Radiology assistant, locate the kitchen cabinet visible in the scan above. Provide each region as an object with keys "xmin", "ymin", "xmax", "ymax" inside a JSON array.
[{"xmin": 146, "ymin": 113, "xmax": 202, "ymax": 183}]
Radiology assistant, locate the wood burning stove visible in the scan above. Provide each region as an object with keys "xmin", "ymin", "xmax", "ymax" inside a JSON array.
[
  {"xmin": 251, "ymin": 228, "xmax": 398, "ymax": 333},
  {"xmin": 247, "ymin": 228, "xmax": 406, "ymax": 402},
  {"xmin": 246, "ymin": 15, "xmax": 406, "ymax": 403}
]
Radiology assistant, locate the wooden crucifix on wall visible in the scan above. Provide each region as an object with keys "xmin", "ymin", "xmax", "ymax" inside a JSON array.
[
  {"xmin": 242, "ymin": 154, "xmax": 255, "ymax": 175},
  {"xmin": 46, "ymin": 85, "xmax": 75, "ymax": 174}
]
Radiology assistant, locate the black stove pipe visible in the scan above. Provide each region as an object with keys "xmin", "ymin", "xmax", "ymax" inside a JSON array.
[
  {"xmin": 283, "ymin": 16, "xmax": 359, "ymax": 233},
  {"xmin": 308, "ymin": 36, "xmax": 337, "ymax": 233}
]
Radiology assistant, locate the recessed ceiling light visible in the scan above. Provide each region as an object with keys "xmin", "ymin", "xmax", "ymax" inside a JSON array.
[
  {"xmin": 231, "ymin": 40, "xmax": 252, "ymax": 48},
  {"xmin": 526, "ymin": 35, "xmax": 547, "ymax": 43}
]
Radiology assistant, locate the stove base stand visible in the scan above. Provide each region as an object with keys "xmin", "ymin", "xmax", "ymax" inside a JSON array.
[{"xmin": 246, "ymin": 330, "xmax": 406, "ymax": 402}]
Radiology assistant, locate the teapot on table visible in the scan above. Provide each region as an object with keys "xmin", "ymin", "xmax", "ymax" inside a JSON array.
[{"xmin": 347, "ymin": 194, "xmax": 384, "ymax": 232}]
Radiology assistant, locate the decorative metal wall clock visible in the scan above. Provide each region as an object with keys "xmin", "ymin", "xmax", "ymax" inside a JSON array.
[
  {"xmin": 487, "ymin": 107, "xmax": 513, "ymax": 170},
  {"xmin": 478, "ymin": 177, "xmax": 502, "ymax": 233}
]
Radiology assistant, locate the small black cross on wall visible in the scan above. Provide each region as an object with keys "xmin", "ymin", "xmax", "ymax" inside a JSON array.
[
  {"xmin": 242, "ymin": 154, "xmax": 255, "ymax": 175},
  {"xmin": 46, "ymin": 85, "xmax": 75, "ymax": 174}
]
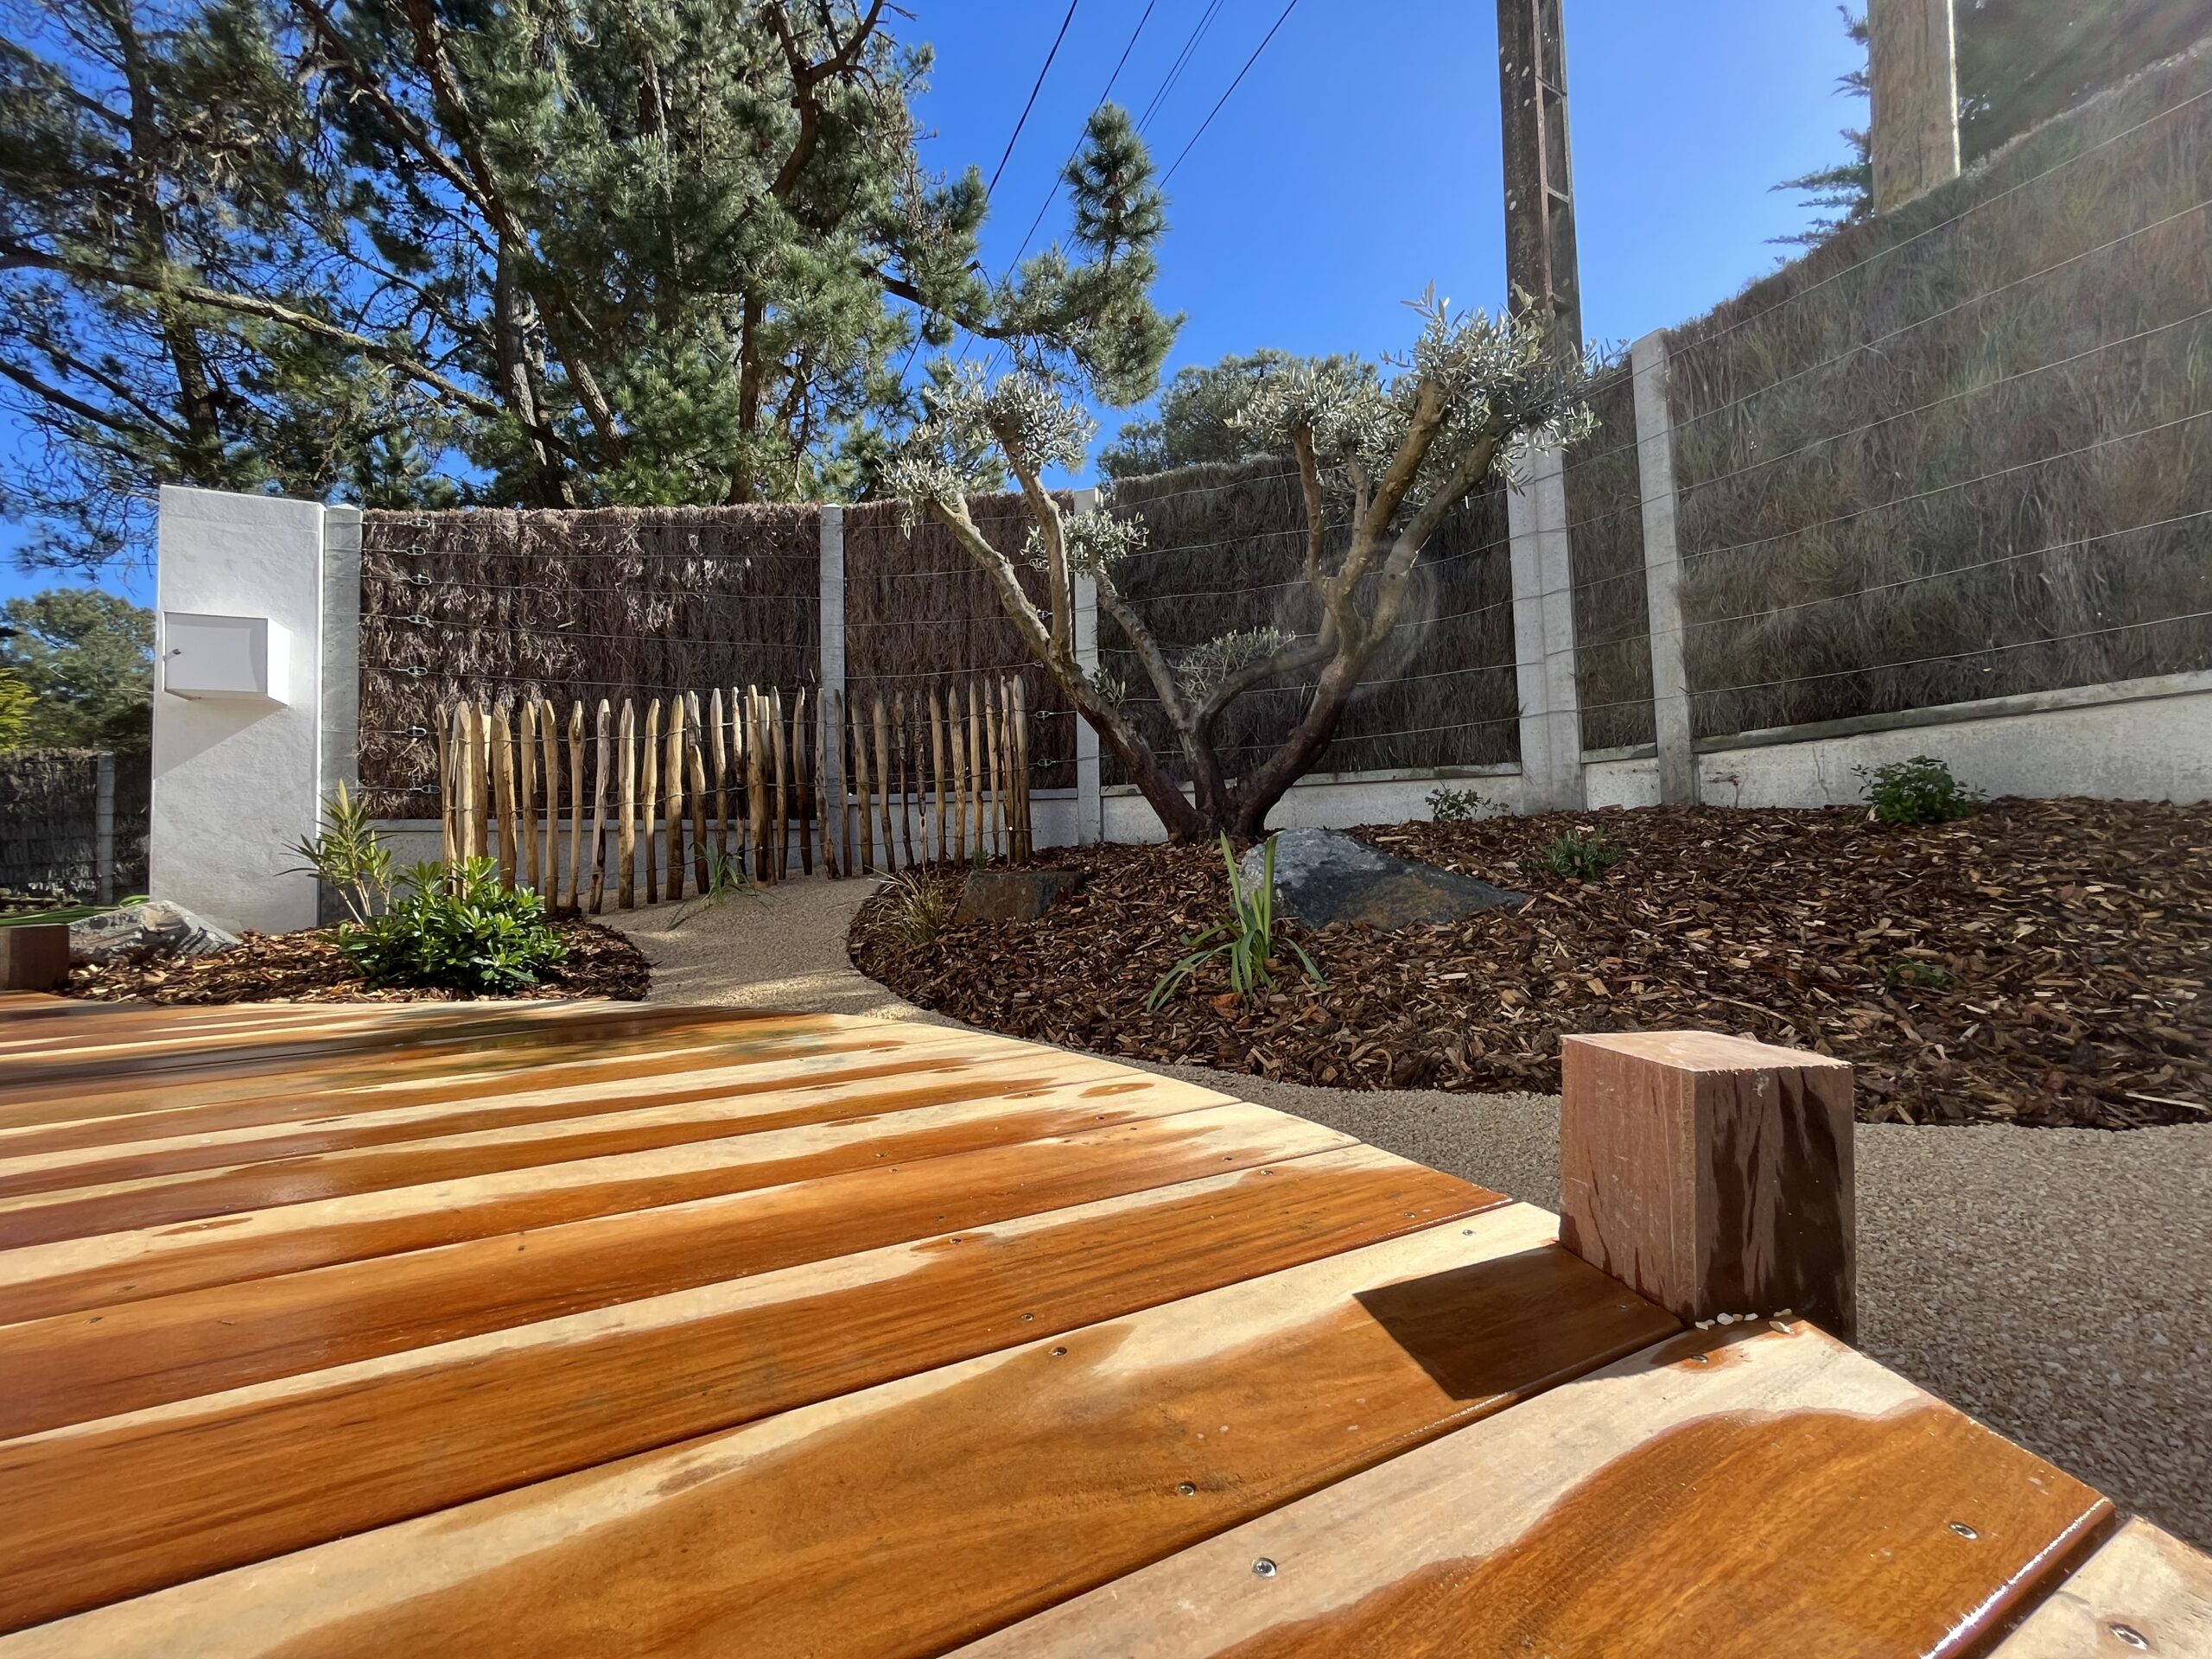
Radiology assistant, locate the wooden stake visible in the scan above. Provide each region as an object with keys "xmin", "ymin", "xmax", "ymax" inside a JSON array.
[
  {"xmin": 470, "ymin": 703, "xmax": 492, "ymax": 861},
  {"xmin": 491, "ymin": 703, "xmax": 518, "ymax": 887},
  {"xmin": 710, "ymin": 687, "xmax": 729, "ymax": 861},
  {"xmin": 792, "ymin": 688, "xmax": 813, "ymax": 877},
  {"xmin": 565, "ymin": 702, "xmax": 586, "ymax": 912},
  {"xmin": 950, "ymin": 703, "xmax": 968, "ymax": 865},
  {"xmin": 588, "ymin": 700, "xmax": 610, "ymax": 914},
  {"xmin": 436, "ymin": 705, "xmax": 456, "ymax": 868},
  {"xmin": 686, "ymin": 691, "xmax": 710, "ymax": 893},
  {"xmin": 851, "ymin": 694, "xmax": 874, "ymax": 874},
  {"xmin": 769, "ymin": 690, "xmax": 787, "ymax": 885},
  {"xmin": 518, "ymin": 698, "xmax": 540, "ymax": 892},
  {"xmin": 745, "ymin": 685, "xmax": 768, "ymax": 884},
  {"xmin": 664, "ymin": 692, "xmax": 685, "ymax": 903},
  {"xmin": 540, "ymin": 698, "xmax": 561, "ymax": 897},
  {"xmin": 617, "ymin": 699, "xmax": 637, "ymax": 909},
  {"xmin": 452, "ymin": 704, "xmax": 476, "ymax": 868},
  {"xmin": 894, "ymin": 697, "xmax": 915, "ymax": 869},
  {"xmin": 982, "ymin": 679, "xmax": 1004, "ymax": 861},
  {"xmin": 867, "ymin": 696, "xmax": 888, "ymax": 874},
  {"xmin": 817, "ymin": 691, "xmax": 839, "ymax": 879},
  {"xmin": 641, "ymin": 697, "xmax": 662, "ymax": 904},
  {"xmin": 1560, "ymin": 1032, "xmax": 1857, "ymax": 1343},
  {"xmin": 1010, "ymin": 676, "xmax": 1030, "ymax": 861},
  {"xmin": 967, "ymin": 680, "xmax": 984, "ymax": 861},
  {"xmin": 929, "ymin": 686, "xmax": 948, "ymax": 864}
]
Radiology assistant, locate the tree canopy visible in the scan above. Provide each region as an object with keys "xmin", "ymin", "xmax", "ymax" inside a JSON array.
[
  {"xmin": 892, "ymin": 294, "xmax": 1595, "ymax": 840},
  {"xmin": 0, "ymin": 588, "xmax": 156, "ymax": 749},
  {"xmin": 1098, "ymin": 349, "xmax": 1379, "ymax": 480},
  {"xmin": 0, "ymin": 0, "xmax": 1179, "ymax": 572}
]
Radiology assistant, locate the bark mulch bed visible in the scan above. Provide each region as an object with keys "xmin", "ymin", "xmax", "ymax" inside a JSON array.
++++
PROBLEM REQUIREMENTS – Each entry should be set down exactly, pictures excluded.

TASK RESULT –
Radiology assistant, locate the kitchen cabinet visible in the scan above. Provide each region as an object with keys "xmin", "ymin", "xmax", "ymax" inside a JSON array.
[{"xmin": 146, "ymin": 113, "xmax": 202, "ymax": 183}]
Radiology assistant, locate the wood burning stove visible in the scan above. Provide each region as an object with keys "xmin", "ymin", "xmax", "ymax" inside a JSON array.
[
  {"xmin": 251, "ymin": 228, "xmax": 398, "ymax": 333},
  {"xmin": 247, "ymin": 228, "xmax": 406, "ymax": 402},
  {"xmin": 246, "ymin": 15, "xmax": 406, "ymax": 403}
]
Radiology assistant, locate the wooden crucifix on wall visible in the scan above. Provide each region as an object with keys "xmin", "ymin", "xmax", "ymax" inside a JSON array.
[
  {"xmin": 242, "ymin": 154, "xmax": 255, "ymax": 175},
  {"xmin": 46, "ymin": 85, "xmax": 75, "ymax": 174}
]
Radiology assistant, locate the black stove pipe visible in the scan above. Provide each region as an object with keys "xmin", "ymin", "xmax", "ymax" inside a JSON array.
[
  {"xmin": 283, "ymin": 16, "xmax": 359, "ymax": 233},
  {"xmin": 308, "ymin": 36, "xmax": 337, "ymax": 233}
]
Radiology assistant, locate the recessed ceiling light visible in the scan above. Provide each region as an object with keys "xmin", "ymin", "xmax", "ymax" inside a JSON array.
[
  {"xmin": 231, "ymin": 40, "xmax": 252, "ymax": 48},
  {"xmin": 526, "ymin": 35, "xmax": 547, "ymax": 43}
]
Radiology assistant, locate the stove base stand visible in the scan above. Provide each region as an object with keys "xmin", "ymin", "xmax", "ymax" inside a JSON array.
[{"xmin": 246, "ymin": 330, "xmax": 406, "ymax": 402}]
Radiology assistant, locate the teapot on table visible in the scan above. Provide each region as an object with keys "xmin", "ymin", "xmax", "ymax" inside a JSON array.
[{"xmin": 347, "ymin": 194, "xmax": 384, "ymax": 232}]
Radiology assistant, locate the decorative metal wall clock visible in the scan above. Provide each region as an object with keys "xmin", "ymin", "xmax", "ymax" inside a JSON array.
[
  {"xmin": 487, "ymin": 107, "xmax": 513, "ymax": 170},
  {"xmin": 478, "ymin": 177, "xmax": 502, "ymax": 233}
]
Radiology assistant, locate the small black cross on wall visible in the scan above. Provide each region as an object with keys "xmin", "ymin", "xmax", "ymax" inside a JSON array.
[
  {"xmin": 242, "ymin": 154, "xmax": 255, "ymax": 175},
  {"xmin": 46, "ymin": 85, "xmax": 75, "ymax": 174}
]
Radiology assistant, locate the wooden stake visible in the scan above. Provide each region as an object with keys "xmin", "ymin", "xmax", "ymax" inside a JSON array.
[
  {"xmin": 470, "ymin": 703, "xmax": 492, "ymax": 861},
  {"xmin": 491, "ymin": 703, "xmax": 518, "ymax": 887},
  {"xmin": 710, "ymin": 687, "xmax": 729, "ymax": 861},
  {"xmin": 792, "ymin": 688, "xmax": 813, "ymax": 877},
  {"xmin": 565, "ymin": 702, "xmax": 586, "ymax": 912},
  {"xmin": 950, "ymin": 703, "xmax": 968, "ymax": 865},
  {"xmin": 588, "ymin": 700, "xmax": 610, "ymax": 914},
  {"xmin": 436, "ymin": 705, "xmax": 456, "ymax": 868},
  {"xmin": 686, "ymin": 691, "xmax": 710, "ymax": 893},
  {"xmin": 851, "ymin": 694, "xmax": 874, "ymax": 874},
  {"xmin": 769, "ymin": 690, "xmax": 787, "ymax": 885},
  {"xmin": 518, "ymin": 698, "xmax": 540, "ymax": 892},
  {"xmin": 745, "ymin": 685, "xmax": 768, "ymax": 884},
  {"xmin": 664, "ymin": 692, "xmax": 685, "ymax": 903},
  {"xmin": 540, "ymin": 698, "xmax": 561, "ymax": 897},
  {"xmin": 617, "ymin": 699, "xmax": 637, "ymax": 909},
  {"xmin": 452, "ymin": 704, "xmax": 476, "ymax": 868},
  {"xmin": 894, "ymin": 697, "xmax": 915, "ymax": 869},
  {"xmin": 982, "ymin": 679, "xmax": 1004, "ymax": 861},
  {"xmin": 867, "ymin": 696, "xmax": 888, "ymax": 874},
  {"xmin": 817, "ymin": 691, "xmax": 839, "ymax": 879},
  {"xmin": 641, "ymin": 697, "xmax": 662, "ymax": 904},
  {"xmin": 1560, "ymin": 1032, "xmax": 1857, "ymax": 1343},
  {"xmin": 1010, "ymin": 676, "xmax": 1030, "ymax": 861},
  {"xmin": 967, "ymin": 680, "xmax": 984, "ymax": 861},
  {"xmin": 929, "ymin": 686, "xmax": 948, "ymax": 864}
]
Radiology assistant, locate the tree canopy visible in the scan above. Provide each region as an object with keys "xmin", "ymin", "xmax", "ymax" inside a JSON array.
[
  {"xmin": 892, "ymin": 294, "xmax": 1595, "ymax": 840},
  {"xmin": 0, "ymin": 588, "xmax": 156, "ymax": 749},
  {"xmin": 1098, "ymin": 349, "xmax": 1379, "ymax": 480},
  {"xmin": 0, "ymin": 0, "xmax": 1179, "ymax": 572}
]
Radiology assistant, locate the bark mulch bed visible in the scan above. Provide each region as an object with keys "xmin", "ymin", "xmax", "ymax" inside a JSON array.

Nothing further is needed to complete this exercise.